WRITTEN INSTRUCTION »
Give the data again, word for word.

[START OF EXTRACTED MATERIAL]

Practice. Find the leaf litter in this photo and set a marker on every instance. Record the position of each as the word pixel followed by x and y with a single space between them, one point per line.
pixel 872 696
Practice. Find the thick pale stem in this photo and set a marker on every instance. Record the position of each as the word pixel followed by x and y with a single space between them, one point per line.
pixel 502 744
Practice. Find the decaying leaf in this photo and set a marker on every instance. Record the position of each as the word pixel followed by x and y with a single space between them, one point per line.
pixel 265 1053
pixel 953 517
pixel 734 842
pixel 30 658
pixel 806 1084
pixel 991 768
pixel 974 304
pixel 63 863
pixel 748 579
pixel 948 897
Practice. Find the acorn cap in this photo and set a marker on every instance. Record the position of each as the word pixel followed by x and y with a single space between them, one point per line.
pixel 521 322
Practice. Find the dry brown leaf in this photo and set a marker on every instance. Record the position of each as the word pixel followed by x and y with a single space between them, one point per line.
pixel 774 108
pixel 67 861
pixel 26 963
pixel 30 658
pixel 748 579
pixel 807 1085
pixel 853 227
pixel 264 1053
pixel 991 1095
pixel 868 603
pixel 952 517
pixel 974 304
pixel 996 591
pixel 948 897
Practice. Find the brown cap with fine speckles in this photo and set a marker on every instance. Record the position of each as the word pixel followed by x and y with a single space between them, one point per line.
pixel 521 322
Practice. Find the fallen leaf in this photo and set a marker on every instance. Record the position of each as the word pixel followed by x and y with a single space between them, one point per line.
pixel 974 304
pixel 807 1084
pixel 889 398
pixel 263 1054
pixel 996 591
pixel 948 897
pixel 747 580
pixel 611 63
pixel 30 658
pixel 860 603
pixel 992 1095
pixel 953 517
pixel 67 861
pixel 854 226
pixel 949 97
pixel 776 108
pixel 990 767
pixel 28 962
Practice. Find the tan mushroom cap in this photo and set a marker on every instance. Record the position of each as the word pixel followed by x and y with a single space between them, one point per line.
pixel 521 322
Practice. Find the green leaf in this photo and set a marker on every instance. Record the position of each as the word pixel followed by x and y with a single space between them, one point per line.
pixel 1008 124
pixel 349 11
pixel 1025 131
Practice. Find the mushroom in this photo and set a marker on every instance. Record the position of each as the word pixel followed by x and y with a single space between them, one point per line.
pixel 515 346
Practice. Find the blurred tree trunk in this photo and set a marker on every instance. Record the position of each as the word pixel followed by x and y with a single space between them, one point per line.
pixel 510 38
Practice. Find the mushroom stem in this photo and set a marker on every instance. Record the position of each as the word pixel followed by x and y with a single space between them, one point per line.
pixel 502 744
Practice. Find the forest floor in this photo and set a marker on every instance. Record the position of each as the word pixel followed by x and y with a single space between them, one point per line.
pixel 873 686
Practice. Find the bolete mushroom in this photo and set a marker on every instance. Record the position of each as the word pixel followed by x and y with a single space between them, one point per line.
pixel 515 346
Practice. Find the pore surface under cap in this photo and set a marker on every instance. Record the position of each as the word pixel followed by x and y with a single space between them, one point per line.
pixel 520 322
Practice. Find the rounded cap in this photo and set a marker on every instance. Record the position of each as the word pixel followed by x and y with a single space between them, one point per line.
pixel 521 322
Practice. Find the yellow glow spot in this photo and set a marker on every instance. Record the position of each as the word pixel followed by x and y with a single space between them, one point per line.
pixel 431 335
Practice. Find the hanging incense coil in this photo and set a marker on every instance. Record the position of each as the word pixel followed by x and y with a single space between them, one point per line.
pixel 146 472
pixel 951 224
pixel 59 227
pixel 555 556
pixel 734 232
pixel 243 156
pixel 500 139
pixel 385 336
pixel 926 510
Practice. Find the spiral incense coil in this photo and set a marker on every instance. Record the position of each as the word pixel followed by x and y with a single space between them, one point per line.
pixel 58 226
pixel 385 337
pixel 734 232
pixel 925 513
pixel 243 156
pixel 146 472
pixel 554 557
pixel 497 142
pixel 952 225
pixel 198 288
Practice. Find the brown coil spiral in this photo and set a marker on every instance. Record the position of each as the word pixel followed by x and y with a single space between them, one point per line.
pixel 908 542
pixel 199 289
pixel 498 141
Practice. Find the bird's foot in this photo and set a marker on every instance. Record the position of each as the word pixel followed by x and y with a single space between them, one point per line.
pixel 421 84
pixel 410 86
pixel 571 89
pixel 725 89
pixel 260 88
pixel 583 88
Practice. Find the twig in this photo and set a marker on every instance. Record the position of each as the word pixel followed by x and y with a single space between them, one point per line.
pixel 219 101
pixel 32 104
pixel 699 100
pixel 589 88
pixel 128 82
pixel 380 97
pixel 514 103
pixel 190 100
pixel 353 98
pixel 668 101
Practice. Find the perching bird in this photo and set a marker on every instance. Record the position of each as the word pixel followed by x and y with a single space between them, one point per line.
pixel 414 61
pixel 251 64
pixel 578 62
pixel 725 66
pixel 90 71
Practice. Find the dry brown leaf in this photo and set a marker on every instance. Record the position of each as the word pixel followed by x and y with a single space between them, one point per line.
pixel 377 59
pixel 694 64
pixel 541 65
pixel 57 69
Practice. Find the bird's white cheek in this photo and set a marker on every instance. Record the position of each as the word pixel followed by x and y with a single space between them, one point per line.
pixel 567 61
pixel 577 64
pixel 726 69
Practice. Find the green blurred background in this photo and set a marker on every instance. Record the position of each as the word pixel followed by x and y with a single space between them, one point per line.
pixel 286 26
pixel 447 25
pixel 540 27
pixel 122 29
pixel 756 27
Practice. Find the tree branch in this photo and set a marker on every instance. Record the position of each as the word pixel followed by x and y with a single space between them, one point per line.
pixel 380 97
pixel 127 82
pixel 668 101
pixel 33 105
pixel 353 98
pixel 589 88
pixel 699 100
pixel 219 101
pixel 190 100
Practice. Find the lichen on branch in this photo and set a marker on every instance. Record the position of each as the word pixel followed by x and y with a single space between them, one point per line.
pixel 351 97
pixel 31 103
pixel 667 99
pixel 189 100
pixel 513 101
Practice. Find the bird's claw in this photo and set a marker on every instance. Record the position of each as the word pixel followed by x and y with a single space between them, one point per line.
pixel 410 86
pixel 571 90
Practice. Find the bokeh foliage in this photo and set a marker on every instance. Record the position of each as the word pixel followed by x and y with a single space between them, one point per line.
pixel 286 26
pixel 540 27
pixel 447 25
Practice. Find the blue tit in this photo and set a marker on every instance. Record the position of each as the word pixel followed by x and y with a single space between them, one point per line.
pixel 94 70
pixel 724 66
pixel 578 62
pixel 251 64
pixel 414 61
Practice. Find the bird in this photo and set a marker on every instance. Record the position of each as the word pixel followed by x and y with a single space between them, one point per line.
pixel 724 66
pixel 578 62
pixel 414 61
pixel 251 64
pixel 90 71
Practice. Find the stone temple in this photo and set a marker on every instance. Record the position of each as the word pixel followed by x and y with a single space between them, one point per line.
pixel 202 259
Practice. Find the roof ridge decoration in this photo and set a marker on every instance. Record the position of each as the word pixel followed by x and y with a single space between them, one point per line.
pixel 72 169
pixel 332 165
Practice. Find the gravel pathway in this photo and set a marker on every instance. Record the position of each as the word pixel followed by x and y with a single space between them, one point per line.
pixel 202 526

[END OF EXTRACTED MATERIAL]

THE OUTPUT »
Practice. Find the leaf litter in this photo and set a marker on every instance. Record the position of each as the word pixel followed by x and y with a single space between them, one point per line.
pixel 872 696
Practice. Find the thick pale stem in this photo and set a marker on every instance. Record the position of each as the word pixel followed by x and y with a single space between them, one point per line.
pixel 502 744
Practice. Find the decaying leaf in this photo and set a marker on every instance. Record the position of each as the word pixel followed by x and y with a single space between them, one point per line.
pixel 265 1053
pixel 953 517
pixel 734 842
pixel 30 658
pixel 806 1084
pixel 991 768
pixel 974 304
pixel 63 863
pixel 748 579
pixel 948 897
Practice. Find the acorn cap in this photo and set a marker on every instance. Record the position of each as the word pixel followed by x and y with a single space between them, one point per line.
pixel 521 322
Practice. Find the dry brown leaf in this photo and set a marker on every instance. Record the position of each as the word pixel followed by x and y with a single space between them, one point per line.
pixel 774 108
pixel 67 861
pixel 26 963
pixel 30 658
pixel 748 579
pixel 807 1085
pixel 853 227
pixel 264 1053
pixel 991 1095
pixel 868 603
pixel 952 517
pixel 974 304
pixel 996 591
pixel 948 897
Practice. Find the brown cap with fine speckles in this photo and set a marker on every instance. Record the position of each as the word pixel followed by x and y with a single space between them, one point per line.
pixel 521 322
Practice. Find the fallen leaf in this photo and set a marker on every instance. Record the position of each as the word pixel followed by x and y with a single space between them, one point per line.
pixel 974 304
pixel 807 1084
pixel 889 398
pixel 263 1054
pixel 996 591
pixel 948 897
pixel 747 580
pixel 611 63
pixel 30 658
pixel 860 603
pixel 992 1095
pixel 953 517
pixel 67 861
pixel 854 226
pixel 949 97
pixel 776 108
pixel 990 767
pixel 28 962
Practice. Find the tan mushroom cap in this photo and set a marker on every instance. Record the position of each as the word pixel followed by x and y with a single space between them, one point per line.
pixel 521 322
Practice. Find the green leaf in this photo and set a marker on every instance. Record the position of each as the word pixel followed by x and y with a single space between them, one point per line.
pixel 1008 124
pixel 349 11
pixel 1025 131
Practice. Find the mushroom in this photo and set a marker on every instance. Record the position of each as the word pixel followed by x and y with a single space between them, one point per line.
pixel 515 346
Practice. Find the blurred tree trunk in this photo and set a marker on every instance. Record the position of each as the word pixel followed by x and y with a single space between them, one point per line.
pixel 510 38
Practice. Find the mushroom stem in this photo and set a marker on every instance. Record the position of each as the word pixel followed by x and y with a single space between them, one point per line.
pixel 502 744
Practice. Find the forest floor in this photo and set a marker on every instance. Record the position of each as the word pixel followed by x and y with a single space between them, one point per line.
pixel 873 686
Practice. Find the bolete mushroom in this photo and set a marker on every instance. Record the position of each as the word pixel followed by x and y with a single space between them, one point per line.
pixel 515 346
Practice. Find the pore surface under cap in this photo and set a marker on every instance. Record the position of each as the word pixel followed by x and y with a single space between them, one point per line.
pixel 520 322
Practice. Find the rounded cap in this photo and set a marker on every instance. Record the position of each as the word pixel followed by x and y with a single space between them, one point per line.
pixel 521 322
Practice. Find the yellow glow spot in this photo and set a marker on every instance. Record the position of each as the word pixel followed by x and y with a single space between them, one point per line.
pixel 431 335
Practice. Find the hanging incense coil in this photo and set a marker on every instance. Record the position of each as the word pixel followed by x and y with a single space between them, one point per line.
pixel 146 472
pixel 951 224
pixel 59 227
pixel 555 556
pixel 734 232
pixel 243 156
pixel 500 139
pixel 385 336
pixel 926 510
Practice. Find the spiral incense coil in this photo and set a marker on every instance. Record the position of each as the word pixel followed by x and y with a single space between them, one point per line.
pixel 58 226
pixel 385 337
pixel 734 232
pixel 925 513
pixel 243 156
pixel 146 472
pixel 554 557
pixel 497 142
pixel 952 225
pixel 198 288
Practice. Find the brown coil spiral in this photo and set a marker on every instance. Record the position of each as the word pixel followed by x and y with a single space between them, one point per line.
pixel 908 542
pixel 199 289
pixel 498 141
Practice. Find the bird's foot in this photo and set a marker on every instance. Record the position of each as the word pixel followed by x and y with a single space between them, one point per line.
pixel 421 84
pixel 410 86
pixel 571 89
pixel 725 89
pixel 260 88
pixel 583 88
Practice. Find the twig in this photo and set a marker on every instance. Record the position of each as the word pixel followed by x and y with a single space between them, one point per line.
pixel 219 101
pixel 32 104
pixel 699 100
pixel 589 88
pixel 128 82
pixel 380 97
pixel 514 103
pixel 190 100
pixel 353 98
pixel 668 101
Practice. Find the perching bird in this photo and set a marker on every instance. Record the position of each as the word pixel followed by x and y with a single space between them, one point per line.
pixel 414 61
pixel 251 64
pixel 578 62
pixel 725 66
pixel 90 71
Practice. Find the dry brown leaf in this photo and set a marker on every instance. Record the position of each as the word pixel followed by x and y with a single space between them, one point per line.
pixel 377 59
pixel 694 64
pixel 541 65
pixel 57 69
Practice. Find the bird's white cheek in this photo and set a marker on every instance. Record the position of each as the word pixel followed by x and y with a single space between them, one point per line.
pixel 567 61
pixel 577 64
pixel 726 69
Practice. Find the green blurred background in this photo and set a marker on every instance. Record the position of each as the word pixel followed by x and y with a single space between them, one point per line.
pixel 286 26
pixel 447 25
pixel 540 27
pixel 122 29
pixel 756 27
Practice. Find the tree branch in this photo and set a marker on every instance. Record the position of each as the word pixel followed by x and y with a single space between them, one point per line.
pixel 380 97
pixel 127 82
pixel 668 101
pixel 33 105
pixel 353 98
pixel 589 88
pixel 699 100
pixel 219 101
pixel 190 100
Practice. Find the lichen on branch in this photo and set a marker on every instance. Record the position of each as the word pixel followed by x and y with a single space between them, one point per line.
pixel 351 97
pixel 31 103
pixel 667 99
pixel 189 100
pixel 513 101
Practice. Find the bird's claw in this photo and set a marker on every instance. Record the position of each as the word pixel followed by x and y with a single space between them, one point per line.
pixel 410 86
pixel 571 90
Practice. Find the bokeh foliage in this photo and set a marker on every instance. Record the position of each as the word pixel followed by x and y with a single space between them, one point per line.
pixel 286 26
pixel 540 27
pixel 447 25
Practice. Find the blue tit in this photo and set a marker on every instance. Record the position of each as the word pixel followed by x and y with a single space between them, one point per line.
pixel 94 70
pixel 724 66
pixel 578 62
pixel 251 64
pixel 414 61
Practice. Find the bird in this photo and set a marker on every instance. Record the position of each as the word pixel followed by x and y with a single space between them, one point per line.
pixel 724 66
pixel 578 62
pixel 414 61
pixel 251 64
pixel 90 71
Practice. Find the stone temple in this photo and set a marker on every instance. Record the position of each as the word pixel followed by x and y with a single space between them, one point per line.
pixel 202 259
Practice. Find the roof ridge decoration in this photo and set a marker on every instance. Record the position of each as the word pixel followed by x and y with a single space between them, one point per line.
pixel 72 169
pixel 332 165
Practice. Find the gravel pathway in this photo and set a marker on every instance. Record the position of each as the word pixel followed by x and y with a single space between them, one point per line.
pixel 202 526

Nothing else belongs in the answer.